▸ **The records**:
◆ ◆ ◆
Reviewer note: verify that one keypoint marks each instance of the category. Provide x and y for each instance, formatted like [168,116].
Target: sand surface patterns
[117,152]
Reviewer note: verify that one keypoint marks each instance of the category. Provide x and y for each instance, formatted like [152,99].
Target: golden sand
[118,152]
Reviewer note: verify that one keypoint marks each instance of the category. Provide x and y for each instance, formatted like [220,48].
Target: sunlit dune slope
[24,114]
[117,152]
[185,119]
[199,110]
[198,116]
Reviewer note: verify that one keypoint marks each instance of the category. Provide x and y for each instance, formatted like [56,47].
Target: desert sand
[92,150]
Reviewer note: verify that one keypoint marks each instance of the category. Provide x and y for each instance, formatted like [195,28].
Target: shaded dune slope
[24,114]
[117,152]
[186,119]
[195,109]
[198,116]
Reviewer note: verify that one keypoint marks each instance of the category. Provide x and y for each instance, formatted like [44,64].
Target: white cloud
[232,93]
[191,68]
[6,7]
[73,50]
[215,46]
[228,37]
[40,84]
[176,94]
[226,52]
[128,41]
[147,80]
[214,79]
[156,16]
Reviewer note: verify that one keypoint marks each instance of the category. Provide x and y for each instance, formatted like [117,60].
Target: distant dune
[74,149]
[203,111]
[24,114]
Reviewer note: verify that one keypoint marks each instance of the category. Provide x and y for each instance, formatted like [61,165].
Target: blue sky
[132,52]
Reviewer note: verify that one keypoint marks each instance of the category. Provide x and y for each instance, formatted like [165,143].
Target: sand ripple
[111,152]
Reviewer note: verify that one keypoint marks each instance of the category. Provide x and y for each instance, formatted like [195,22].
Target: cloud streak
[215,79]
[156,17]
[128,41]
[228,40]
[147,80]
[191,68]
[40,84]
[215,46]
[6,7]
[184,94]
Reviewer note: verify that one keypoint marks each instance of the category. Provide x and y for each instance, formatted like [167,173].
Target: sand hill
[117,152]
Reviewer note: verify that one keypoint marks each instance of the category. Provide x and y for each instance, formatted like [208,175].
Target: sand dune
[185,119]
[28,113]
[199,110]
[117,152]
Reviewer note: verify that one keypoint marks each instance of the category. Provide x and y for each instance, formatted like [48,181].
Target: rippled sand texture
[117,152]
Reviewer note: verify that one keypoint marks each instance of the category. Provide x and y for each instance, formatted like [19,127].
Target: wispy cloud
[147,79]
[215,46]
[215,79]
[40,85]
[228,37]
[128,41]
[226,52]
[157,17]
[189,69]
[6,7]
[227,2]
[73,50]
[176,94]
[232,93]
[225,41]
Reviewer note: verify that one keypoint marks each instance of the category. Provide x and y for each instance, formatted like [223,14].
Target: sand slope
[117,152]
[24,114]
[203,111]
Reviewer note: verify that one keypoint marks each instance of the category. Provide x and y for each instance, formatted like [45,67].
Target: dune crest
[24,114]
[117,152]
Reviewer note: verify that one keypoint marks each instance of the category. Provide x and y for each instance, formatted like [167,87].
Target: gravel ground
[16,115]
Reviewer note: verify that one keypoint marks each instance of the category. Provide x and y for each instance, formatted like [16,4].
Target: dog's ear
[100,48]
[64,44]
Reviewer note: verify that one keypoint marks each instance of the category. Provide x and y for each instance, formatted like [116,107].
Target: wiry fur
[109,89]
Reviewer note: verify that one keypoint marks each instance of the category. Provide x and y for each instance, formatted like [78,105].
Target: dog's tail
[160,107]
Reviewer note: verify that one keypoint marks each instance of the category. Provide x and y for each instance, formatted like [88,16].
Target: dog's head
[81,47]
◆ ◆ ◆
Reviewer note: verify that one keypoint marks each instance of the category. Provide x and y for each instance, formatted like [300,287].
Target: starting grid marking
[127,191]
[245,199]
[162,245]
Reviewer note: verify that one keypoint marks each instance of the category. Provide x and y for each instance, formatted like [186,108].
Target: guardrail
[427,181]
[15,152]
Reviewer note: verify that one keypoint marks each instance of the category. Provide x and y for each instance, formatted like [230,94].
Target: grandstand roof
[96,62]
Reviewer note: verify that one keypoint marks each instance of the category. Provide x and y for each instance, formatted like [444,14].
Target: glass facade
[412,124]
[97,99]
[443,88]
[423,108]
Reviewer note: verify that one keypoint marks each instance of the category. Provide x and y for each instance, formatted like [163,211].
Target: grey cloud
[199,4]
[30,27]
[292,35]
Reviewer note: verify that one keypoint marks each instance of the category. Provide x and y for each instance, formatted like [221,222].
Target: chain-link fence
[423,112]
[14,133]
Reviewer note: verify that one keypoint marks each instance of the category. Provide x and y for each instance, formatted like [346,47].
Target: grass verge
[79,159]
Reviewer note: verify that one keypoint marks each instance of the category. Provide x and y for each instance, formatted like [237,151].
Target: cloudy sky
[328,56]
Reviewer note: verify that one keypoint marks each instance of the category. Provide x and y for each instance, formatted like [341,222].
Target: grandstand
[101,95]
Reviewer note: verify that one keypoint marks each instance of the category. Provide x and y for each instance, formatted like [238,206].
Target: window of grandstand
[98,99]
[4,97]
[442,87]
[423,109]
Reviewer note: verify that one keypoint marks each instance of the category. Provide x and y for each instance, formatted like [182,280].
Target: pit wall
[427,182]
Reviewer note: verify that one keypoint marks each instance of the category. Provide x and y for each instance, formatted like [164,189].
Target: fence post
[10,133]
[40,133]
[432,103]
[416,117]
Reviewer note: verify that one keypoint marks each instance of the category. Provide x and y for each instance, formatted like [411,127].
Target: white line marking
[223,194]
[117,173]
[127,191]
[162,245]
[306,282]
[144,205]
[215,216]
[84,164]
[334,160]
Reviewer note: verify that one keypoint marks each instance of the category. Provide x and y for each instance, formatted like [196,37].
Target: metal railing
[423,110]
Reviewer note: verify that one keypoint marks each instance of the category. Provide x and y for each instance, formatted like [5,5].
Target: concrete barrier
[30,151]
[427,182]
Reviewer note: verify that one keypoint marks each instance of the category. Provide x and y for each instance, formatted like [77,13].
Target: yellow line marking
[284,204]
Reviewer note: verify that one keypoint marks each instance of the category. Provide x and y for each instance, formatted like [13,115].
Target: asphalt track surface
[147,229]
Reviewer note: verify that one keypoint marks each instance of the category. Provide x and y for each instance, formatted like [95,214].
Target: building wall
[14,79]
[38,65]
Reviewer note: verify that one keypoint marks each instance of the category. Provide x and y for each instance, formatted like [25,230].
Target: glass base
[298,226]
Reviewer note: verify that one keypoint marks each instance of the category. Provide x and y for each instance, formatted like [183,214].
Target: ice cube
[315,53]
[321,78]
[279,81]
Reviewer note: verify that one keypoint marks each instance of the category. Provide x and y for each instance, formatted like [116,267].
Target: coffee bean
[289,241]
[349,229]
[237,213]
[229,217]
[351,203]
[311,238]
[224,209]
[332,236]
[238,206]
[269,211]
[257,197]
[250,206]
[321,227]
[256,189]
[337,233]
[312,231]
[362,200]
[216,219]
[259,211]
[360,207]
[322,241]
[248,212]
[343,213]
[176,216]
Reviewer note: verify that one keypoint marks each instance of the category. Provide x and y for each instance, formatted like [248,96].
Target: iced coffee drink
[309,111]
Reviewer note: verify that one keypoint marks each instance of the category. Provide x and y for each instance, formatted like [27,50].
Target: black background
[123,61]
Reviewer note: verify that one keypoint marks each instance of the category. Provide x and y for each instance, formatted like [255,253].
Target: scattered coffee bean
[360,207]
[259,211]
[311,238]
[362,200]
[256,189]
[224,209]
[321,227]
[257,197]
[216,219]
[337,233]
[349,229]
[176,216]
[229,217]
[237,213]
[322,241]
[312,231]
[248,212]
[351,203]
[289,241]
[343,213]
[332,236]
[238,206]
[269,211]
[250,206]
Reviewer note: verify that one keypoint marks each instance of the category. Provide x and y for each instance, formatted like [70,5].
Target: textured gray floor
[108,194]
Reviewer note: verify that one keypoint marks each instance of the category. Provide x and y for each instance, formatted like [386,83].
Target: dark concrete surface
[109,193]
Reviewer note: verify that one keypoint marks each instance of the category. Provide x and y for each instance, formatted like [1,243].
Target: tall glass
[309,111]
◆ ◆ ◆
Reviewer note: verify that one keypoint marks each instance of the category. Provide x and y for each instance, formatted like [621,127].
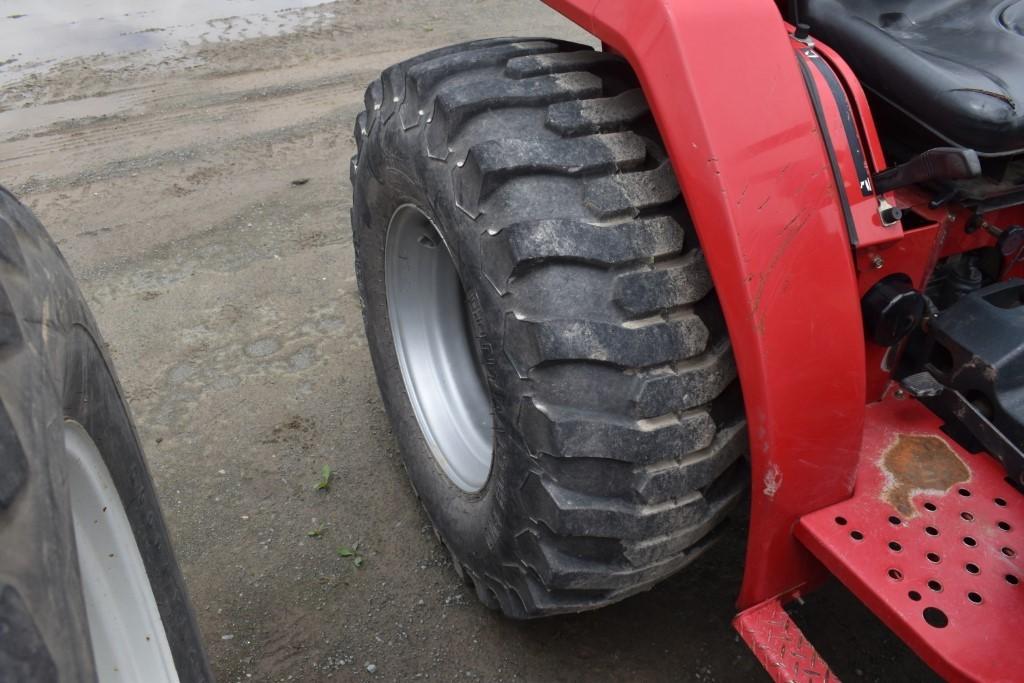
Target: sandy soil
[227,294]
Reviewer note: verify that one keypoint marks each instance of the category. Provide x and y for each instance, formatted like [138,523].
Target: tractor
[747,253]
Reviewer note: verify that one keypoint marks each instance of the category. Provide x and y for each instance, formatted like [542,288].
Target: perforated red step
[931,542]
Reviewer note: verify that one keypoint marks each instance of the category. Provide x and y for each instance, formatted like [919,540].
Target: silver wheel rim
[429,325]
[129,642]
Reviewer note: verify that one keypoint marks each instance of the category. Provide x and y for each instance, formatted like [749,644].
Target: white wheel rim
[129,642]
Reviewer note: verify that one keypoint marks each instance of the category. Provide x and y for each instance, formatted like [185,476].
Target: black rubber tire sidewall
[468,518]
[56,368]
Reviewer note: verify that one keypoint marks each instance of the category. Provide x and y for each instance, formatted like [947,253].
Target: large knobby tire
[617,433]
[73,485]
◆ ◆ ◆
▸ **Work instruction**: Your answer should consist only of the lines above between the line holding "formatted like [44,64]." and the line holding "formatted like [48,181].", inclusive, each transcribed exactly.

▸ **Solved exercise**:
Reviewer note: verify that one keypoint marks each instance of the category. Provide x and y for each instance, formatted like [44,64].
Target: white cloud
[232,93]
[191,68]
[6,7]
[73,50]
[215,46]
[228,37]
[40,84]
[176,94]
[226,52]
[128,41]
[147,80]
[214,79]
[156,16]
Reviewer note: verify that one keypoint marks each instance of the category. Provide x and y for each instance, formatted like [117,60].
Target: distant dune
[74,149]
[203,111]
[24,114]
Reviewer note: verify that one keypoint marks each instance of the category. Provide x and y for each instance, formatted like [61,165].
Target: blue sky
[132,52]
Reviewer note: verify that one keypoint marks each instance of the category. Provide x and y for each instance, formatted like [165,143].
Target: sand ripple
[111,152]
Reviewer note: verify that one keypoint marks each instance of the category. Provide x and y for each instance, formatted like [195,22].
Target: cloud streak
[215,79]
[156,17]
[128,41]
[228,40]
[147,80]
[191,68]
[40,84]
[215,46]
[6,7]
[184,94]
Reviewer note: verify that one keypoint marks each instance of the category. Provide x and y for each instance, formatted like [167,173].
Target: sand hill
[117,152]
Reviewer note: verify that one keypoint marks each instance of the category. Provide x and y for each instance, formatted like [208,175].
Target: sand dune
[185,119]
[28,113]
[199,110]
[117,152]
Reviewer note: verify that one keypoint marks each instance of the category. Provide x and y for each instance, formatted like [48,181].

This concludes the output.